我做动态规划还是少的

只会做那些显而易见的动态规划题（这题是看了给出来的解题思路做的）

以后可能就会做与这类似的了

代码如下：

#include<stdio.h>
#include<string.h>
int get_min(int a, int b, int c);
int min_l[301][301];
char DNA_a[301], DNA_b[301];
int len_a, len_b;

int main(void)
{
    scanf("%s %s", DNA_a, DNA_b);
    len_a = (int)strlen(DNA_a), len_b = (int)strlen(DNA_b);
    for(int i = 0; i <= len_a; i++)
        min_l[i][0] = i;
    for(int i = 0; i <= len_b; i++)
        min_l[0][i] = i;
    for(int i = 1; i <= len_a; i++)
        for(int j = 1; j <= len_b; j++)
            if(DNA_a[i - 1] == DNA_b[j - 1])

◆ 待完成练习 ◆
a) 根据摘录，这道题是怎样做出来的？
b) 请抄写摘录中以“int main(void)”开头、一直到“1; i <= len_a; i++)”为止的部分。
请仅依据摘录作答。

◆ 数据列表 ◆
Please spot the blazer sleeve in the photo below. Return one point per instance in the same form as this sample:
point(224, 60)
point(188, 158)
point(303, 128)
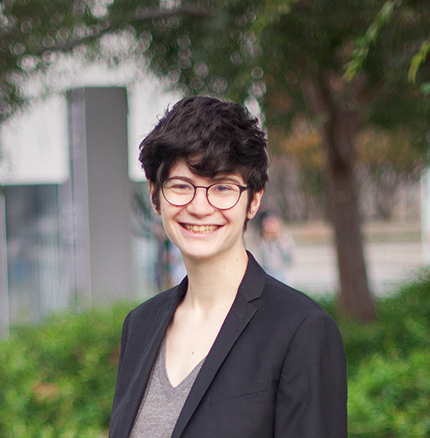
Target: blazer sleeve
point(118, 389)
point(312, 393)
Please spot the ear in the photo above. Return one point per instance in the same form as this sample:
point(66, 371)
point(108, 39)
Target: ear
point(151, 193)
point(255, 204)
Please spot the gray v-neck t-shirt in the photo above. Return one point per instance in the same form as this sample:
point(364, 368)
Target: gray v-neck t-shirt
point(162, 403)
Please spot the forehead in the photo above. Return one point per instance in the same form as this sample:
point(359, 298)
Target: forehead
point(181, 169)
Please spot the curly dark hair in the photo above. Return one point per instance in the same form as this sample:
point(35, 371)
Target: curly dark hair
point(213, 137)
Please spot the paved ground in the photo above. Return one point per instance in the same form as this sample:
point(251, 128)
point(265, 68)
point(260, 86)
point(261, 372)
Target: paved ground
point(393, 253)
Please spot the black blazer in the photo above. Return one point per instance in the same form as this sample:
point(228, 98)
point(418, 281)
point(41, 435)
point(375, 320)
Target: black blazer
point(277, 368)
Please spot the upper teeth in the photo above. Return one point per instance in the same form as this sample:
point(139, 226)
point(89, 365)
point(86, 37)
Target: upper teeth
point(201, 228)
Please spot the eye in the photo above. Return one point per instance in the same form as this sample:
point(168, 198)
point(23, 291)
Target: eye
point(179, 186)
point(224, 188)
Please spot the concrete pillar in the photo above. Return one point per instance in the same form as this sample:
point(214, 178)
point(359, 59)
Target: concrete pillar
point(101, 193)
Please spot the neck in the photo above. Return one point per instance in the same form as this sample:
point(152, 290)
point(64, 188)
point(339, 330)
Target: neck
point(214, 283)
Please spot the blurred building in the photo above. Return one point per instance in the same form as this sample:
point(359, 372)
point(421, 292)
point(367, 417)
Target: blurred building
point(73, 225)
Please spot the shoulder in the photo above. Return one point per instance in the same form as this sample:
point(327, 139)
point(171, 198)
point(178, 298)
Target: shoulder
point(290, 310)
point(159, 305)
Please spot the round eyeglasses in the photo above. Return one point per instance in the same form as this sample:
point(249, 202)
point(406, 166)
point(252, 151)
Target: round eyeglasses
point(223, 196)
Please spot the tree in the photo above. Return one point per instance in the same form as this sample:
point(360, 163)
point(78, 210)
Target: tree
point(342, 63)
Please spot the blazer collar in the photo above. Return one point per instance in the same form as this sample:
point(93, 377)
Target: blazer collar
point(239, 316)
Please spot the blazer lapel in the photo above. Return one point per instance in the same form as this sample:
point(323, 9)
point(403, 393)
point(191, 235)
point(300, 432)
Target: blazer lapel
point(241, 313)
point(147, 357)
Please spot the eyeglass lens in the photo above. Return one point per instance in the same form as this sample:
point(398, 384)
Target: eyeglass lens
point(221, 195)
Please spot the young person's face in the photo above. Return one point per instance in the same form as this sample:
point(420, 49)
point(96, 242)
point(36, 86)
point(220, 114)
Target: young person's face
point(198, 229)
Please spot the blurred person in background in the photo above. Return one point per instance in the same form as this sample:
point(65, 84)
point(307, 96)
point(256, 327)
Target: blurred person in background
point(230, 352)
point(275, 250)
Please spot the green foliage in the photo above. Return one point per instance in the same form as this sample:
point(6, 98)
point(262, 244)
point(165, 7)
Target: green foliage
point(388, 366)
point(57, 378)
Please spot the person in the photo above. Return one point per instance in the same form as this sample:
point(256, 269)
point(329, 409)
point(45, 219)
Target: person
point(230, 352)
point(275, 248)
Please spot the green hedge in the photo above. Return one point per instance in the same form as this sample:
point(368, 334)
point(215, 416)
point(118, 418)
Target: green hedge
point(57, 378)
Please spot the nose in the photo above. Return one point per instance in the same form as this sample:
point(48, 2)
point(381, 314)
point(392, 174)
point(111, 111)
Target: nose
point(200, 205)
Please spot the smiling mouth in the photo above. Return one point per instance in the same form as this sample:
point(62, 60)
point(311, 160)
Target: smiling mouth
point(200, 228)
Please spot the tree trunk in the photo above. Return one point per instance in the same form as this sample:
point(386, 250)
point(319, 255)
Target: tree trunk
point(355, 300)
point(339, 129)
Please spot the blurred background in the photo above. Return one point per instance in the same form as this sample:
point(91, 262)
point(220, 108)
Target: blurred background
point(342, 89)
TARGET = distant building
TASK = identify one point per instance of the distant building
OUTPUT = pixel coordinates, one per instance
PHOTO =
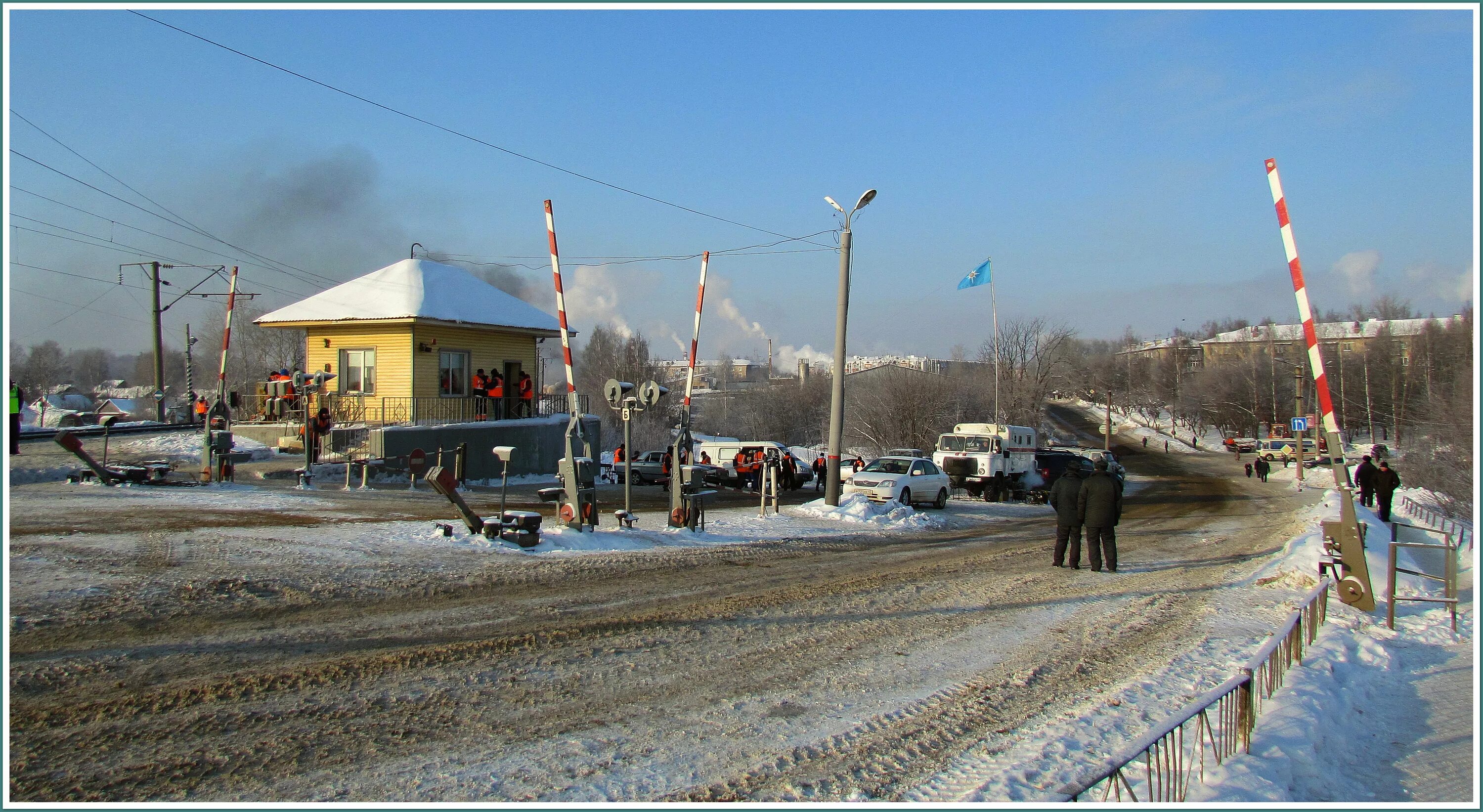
(1337, 340)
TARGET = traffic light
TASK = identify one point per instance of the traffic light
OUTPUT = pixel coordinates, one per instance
(616, 390)
(650, 393)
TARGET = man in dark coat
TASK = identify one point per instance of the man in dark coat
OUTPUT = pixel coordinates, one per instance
(1068, 525)
(1386, 482)
(1365, 477)
(1099, 506)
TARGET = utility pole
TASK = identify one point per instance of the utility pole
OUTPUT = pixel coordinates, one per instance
(1298, 436)
(1107, 433)
(159, 343)
(841, 319)
(190, 379)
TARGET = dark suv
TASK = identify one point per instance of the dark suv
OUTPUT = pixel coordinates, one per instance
(1052, 463)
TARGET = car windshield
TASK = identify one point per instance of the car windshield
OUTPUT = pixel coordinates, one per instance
(887, 466)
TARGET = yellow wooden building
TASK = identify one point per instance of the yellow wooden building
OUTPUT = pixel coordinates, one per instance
(416, 330)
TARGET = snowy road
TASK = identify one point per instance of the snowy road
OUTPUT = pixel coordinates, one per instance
(207, 664)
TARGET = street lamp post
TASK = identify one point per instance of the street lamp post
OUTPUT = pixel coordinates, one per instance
(841, 318)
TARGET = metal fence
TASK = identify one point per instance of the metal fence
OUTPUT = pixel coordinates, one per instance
(1461, 531)
(1162, 765)
(348, 409)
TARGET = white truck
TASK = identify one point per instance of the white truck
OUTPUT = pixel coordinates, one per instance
(987, 457)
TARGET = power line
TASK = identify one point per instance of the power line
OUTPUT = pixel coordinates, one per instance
(143, 232)
(64, 318)
(175, 223)
(79, 276)
(181, 218)
(450, 131)
(87, 307)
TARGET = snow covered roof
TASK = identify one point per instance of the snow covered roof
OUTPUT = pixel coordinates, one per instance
(1329, 331)
(417, 290)
(124, 406)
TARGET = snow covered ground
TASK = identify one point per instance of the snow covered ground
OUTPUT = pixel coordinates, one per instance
(1343, 729)
(1131, 427)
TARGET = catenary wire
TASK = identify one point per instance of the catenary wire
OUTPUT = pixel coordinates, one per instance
(450, 131)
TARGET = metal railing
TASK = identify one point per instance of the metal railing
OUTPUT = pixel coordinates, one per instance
(1458, 529)
(373, 411)
(1448, 578)
(1220, 722)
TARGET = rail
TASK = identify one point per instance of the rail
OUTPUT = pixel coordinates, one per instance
(1458, 529)
(98, 431)
(1220, 722)
(348, 409)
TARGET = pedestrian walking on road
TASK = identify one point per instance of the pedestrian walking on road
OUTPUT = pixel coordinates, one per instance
(1064, 497)
(1365, 477)
(1099, 506)
(1386, 483)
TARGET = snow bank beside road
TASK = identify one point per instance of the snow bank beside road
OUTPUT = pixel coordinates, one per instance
(1356, 721)
(186, 445)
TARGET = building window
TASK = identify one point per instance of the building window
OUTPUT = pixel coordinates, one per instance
(358, 371)
(453, 374)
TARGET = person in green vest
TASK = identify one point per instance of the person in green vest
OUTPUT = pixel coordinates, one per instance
(17, 398)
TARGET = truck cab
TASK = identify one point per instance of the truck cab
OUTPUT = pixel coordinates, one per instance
(982, 457)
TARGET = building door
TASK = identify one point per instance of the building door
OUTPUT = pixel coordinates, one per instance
(512, 390)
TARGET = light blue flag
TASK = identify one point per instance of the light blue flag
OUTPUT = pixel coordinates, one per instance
(976, 276)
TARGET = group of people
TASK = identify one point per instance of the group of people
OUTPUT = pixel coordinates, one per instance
(490, 396)
(1092, 504)
(1263, 469)
(752, 463)
(1377, 485)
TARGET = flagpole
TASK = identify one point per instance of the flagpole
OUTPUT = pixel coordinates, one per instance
(994, 307)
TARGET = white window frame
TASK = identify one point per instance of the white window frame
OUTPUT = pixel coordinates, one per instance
(468, 358)
(346, 367)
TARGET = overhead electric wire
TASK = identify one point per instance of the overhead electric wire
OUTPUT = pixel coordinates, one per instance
(64, 318)
(175, 223)
(235, 260)
(181, 218)
(79, 276)
(89, 309)
(450, 131)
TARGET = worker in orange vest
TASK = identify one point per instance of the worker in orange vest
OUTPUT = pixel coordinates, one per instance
(478, 387)
(497, 393)
(527, 393)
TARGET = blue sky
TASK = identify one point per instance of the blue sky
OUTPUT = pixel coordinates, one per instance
(1110, 161)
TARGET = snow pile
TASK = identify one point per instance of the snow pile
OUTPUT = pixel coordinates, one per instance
(1350, 719)
(26, 476)
(186, 445)
(859, 509)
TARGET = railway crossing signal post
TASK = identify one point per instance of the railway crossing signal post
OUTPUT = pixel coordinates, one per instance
(623, 399)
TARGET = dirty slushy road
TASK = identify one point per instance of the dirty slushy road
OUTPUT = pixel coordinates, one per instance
(196, 664)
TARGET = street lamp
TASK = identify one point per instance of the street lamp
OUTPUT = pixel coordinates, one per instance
(841, 318)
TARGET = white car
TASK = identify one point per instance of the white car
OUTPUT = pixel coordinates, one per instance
(905, 479)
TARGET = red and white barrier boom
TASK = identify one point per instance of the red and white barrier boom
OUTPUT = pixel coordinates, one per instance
(678, 512)
(577, 470)
(1310, 333)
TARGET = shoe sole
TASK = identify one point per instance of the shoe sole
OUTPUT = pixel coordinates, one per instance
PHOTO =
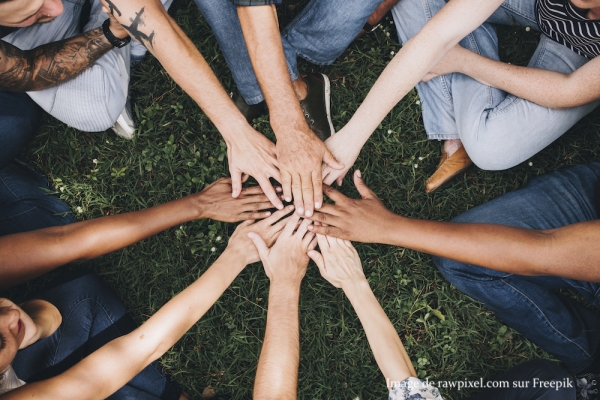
(328, 102)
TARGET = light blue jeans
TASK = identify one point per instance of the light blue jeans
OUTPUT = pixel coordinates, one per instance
(498, 130)
(319, 34)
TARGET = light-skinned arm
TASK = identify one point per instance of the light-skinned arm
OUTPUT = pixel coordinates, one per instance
(569, 252)
(24, 256)
(248, 151)
(340, 265)
(285, 264)
(113, 365)
(417, 57)
(300, 153)
(546, 88)
(55, 62)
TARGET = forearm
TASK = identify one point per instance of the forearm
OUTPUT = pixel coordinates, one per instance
(261, 32)
(569, 252)
(277, 371)
(390, 355)
(52, 63)
(113, 365)
(546, 88)
(30, 254)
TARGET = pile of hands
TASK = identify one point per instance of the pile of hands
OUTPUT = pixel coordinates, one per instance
(285, 241)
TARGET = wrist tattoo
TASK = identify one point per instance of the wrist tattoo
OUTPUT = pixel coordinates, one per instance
(50, 64)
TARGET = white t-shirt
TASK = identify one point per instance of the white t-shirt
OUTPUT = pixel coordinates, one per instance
(9, 380)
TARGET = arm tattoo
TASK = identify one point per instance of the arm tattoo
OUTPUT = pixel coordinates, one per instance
(133, 29)
(50, 64)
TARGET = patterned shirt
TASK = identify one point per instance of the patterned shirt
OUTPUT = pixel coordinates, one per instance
(255, 2)
(414, 389)
(564, 24)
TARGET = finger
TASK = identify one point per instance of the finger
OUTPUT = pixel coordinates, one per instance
(286, 184)
(265, 184)
(318, 259)
(302, 229)
(328, 231)
(254, 215)
(297, 193)
(307, 194)
(362, 188)
(236, 183)
(291, 224)
(333, 194)
(330, 160)
(317, 189)
(260, 244)
(323, 243)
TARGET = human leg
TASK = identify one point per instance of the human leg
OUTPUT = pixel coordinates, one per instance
(531, 380)
(92, 316)
(530, 305)
(25, 203)
(19, 119)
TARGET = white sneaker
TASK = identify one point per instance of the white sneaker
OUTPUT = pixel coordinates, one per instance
(124, 126)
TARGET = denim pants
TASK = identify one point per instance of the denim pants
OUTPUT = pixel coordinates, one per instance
(530, 304)
(524, 386)
(498, 130)
(92, 316)
(319, 34)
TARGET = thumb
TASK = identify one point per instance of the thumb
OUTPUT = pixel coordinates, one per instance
(330, 160)
(362, 188)
(317, 258)
(260, 244)
(236, 183)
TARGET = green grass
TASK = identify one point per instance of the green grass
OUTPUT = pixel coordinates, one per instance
(178, 151)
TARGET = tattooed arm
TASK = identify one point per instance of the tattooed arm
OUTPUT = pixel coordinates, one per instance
(52, 63)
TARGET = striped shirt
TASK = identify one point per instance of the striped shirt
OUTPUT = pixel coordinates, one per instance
(561, 22)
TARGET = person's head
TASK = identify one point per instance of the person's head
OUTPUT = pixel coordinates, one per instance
(16, 328)
(22, 13)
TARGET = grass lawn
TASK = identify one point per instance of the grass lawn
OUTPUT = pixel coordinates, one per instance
(177, 151)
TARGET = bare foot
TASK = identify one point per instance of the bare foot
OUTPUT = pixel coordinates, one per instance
(450, 146)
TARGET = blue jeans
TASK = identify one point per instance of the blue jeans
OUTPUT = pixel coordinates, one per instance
(92, 316)
(523, 386)
(530, 304)
(498, 130)
(319, 34)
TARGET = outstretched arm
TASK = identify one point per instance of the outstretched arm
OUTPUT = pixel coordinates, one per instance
(569, 252)
(55, 62)
(113, 365)
(417, 57)
(300, 153)
(27, 255)
(285, 264)
(339, 263)
(546, 88)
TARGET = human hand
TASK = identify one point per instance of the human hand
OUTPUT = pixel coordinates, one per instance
(366, 220)
(451, 62)
(251, 153)
(287, 260)
(267, 229)
(345, 152)
(338, 261)
(301, 155)
(215, 202)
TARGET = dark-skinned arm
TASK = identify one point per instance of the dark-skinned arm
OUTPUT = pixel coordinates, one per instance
(55, 62)
(24, 256)
(569, 252)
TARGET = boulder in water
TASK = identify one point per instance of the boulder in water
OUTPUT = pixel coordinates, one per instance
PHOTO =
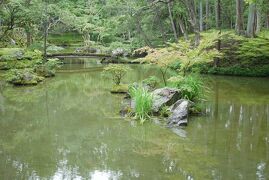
(179, 113)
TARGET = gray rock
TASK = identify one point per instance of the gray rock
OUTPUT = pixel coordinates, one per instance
(164, 97)
(119, 52)
(127, 107)
(179, 113)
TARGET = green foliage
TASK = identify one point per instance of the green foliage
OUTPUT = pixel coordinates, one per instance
(121, 88)
(191, 86)
(116, 71)
(10, 51)
(116, 45)
(254, 49)
(23, 77)
(152, 82)
(49, 68)
(143, 103)
(33, 55)
(255, 71)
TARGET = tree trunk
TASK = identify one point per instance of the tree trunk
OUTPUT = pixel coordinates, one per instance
(193, 20)
(157, 10)
(207, 15)
(45, 32)
(201, 15)
(183, 29)
(172, 20)
(29, 38)
(142, 33)
(258, 21)
(239, 26)
(251, 20)
(267, 20)
(218, 25)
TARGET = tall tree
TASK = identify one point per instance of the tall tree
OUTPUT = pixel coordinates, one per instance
(190, 4)
(239, 26)
(169, 5)
(207, 15)
(251, 26)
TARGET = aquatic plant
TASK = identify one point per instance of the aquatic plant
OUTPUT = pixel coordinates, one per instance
(143, 103)
(116, 71)
(191, 86)
(49, 68)
(152, 82)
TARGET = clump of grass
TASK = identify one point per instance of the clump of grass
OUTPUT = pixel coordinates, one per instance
(143, 103)
(191, 86)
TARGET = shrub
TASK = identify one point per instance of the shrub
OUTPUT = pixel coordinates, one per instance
(23, 77)
(143, 103)
(152, 82)
(49, 68)
(116, 71)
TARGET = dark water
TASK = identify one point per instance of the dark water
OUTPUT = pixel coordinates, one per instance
(69, 128)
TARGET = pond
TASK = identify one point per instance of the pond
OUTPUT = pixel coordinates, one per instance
(69, 128)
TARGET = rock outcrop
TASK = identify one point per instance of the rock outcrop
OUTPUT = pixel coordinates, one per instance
(164, 97)
(179, 113)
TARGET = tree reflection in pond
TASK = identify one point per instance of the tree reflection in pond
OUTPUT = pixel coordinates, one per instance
(69, 127)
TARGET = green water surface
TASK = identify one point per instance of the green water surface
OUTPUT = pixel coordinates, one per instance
(69, 128)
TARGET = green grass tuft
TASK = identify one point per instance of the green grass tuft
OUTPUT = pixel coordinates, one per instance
(143, 103)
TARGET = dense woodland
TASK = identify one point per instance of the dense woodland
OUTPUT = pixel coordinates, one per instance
(136, 23)
(217, 37)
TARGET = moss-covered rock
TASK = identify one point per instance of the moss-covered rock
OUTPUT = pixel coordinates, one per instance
(23, 77)
(49, 68)
(121, 88)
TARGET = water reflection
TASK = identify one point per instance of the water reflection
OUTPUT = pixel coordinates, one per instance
(69, 128)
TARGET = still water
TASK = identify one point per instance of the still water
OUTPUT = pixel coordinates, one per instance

◆ 练习答案 ◆
a) 是看了给出来的解题思路做的。

b)
int main(void)
{
    scanf("%s %s", DNA_a, DNA_b);
    len_a = (int)strlen(DNA_a), len_b = (int)strlen(DNA_b);
    for(int i = 0; i <= len_a; i++)
        min_l[i][0] = i;
    for(int i = 0; i <= len_b; i++)
        min_l[0][i] = i;
    for(int i = 1; i <= len_a; i++)